(Saved data entries)
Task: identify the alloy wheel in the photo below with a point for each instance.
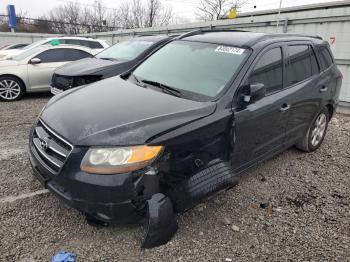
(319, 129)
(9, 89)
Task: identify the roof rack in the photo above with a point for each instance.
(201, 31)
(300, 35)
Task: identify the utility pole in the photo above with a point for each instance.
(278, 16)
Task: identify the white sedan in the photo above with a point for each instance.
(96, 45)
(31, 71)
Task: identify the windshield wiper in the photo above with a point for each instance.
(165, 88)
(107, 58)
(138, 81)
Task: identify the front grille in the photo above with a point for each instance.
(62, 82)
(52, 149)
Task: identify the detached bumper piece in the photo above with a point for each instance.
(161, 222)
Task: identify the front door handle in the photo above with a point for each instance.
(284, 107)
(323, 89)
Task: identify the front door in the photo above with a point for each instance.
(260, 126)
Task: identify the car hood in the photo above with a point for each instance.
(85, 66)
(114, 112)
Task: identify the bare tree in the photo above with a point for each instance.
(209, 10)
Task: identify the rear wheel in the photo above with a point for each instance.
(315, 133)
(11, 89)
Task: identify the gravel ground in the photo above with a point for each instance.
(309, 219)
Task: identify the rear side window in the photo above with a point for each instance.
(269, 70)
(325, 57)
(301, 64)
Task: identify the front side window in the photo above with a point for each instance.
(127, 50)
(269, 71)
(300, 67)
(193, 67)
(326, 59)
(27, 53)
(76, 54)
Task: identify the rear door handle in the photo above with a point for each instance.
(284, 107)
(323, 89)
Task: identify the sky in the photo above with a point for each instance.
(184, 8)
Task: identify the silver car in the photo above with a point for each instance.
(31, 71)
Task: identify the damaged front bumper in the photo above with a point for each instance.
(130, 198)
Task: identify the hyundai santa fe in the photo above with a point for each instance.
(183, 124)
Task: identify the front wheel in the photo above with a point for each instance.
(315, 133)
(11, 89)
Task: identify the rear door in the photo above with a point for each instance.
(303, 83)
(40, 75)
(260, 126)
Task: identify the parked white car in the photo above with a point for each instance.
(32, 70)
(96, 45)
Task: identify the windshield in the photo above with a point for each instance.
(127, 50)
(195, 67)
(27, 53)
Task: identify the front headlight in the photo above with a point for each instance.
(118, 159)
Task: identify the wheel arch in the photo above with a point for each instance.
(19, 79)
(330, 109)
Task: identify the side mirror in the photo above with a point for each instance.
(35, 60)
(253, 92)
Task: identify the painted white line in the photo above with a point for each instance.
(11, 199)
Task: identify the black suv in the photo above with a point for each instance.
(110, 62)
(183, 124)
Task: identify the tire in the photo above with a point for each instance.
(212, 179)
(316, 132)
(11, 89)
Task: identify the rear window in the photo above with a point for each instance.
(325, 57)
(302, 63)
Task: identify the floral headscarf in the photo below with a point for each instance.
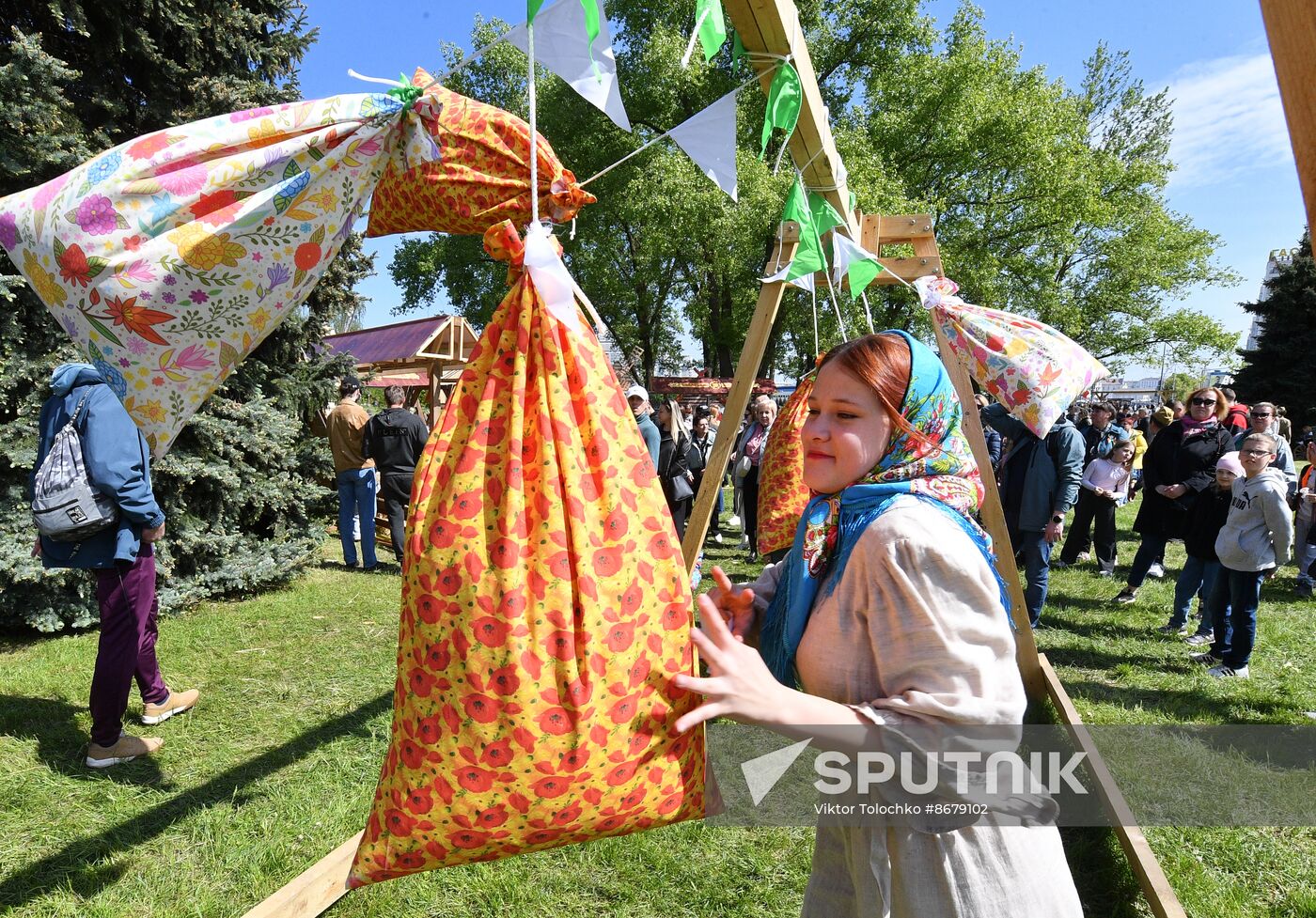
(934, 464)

» Task brief
Please write out exactly the lines starting at the one that contains "Task: identify the parked" and ending with the final line of the entries, both ends included. Do not write out any pictures.

» Your response
Task: identify the parked white car in the photo above with a point for each instance.
(32, 70)
(96, 45)
Task: identify the windshield in the photo above with a point for each instance.
(127, 50)
(195, 67)
(27, 53)
Task: identify the front headlight in the photo above with a point for each instance.
(118, 159)
Task: identify the wheel arch in the photo above with a point for each instance.
(19, 79)
(330, 109)
Task: identify the side mirror in the photo above with a point for each instance.
(35, 60)
(253, 92)
Task: identify the painted white line in the photo above with a point for each instance.
(11, 199)
Task: identify the black suv in the photo above with a point for each instance.
(110, 62)
(183, 124)
Task: identify the tire in the photo above with a point for each instance.
(212, 179)
(316, 132)
(11, 89)
Task: identify the rear window in the photo above with a point for each instance.
(325, 57)
(302, 63)
Task: identify the floral headscarf in the photo below with a point for each instance.
(934, 464)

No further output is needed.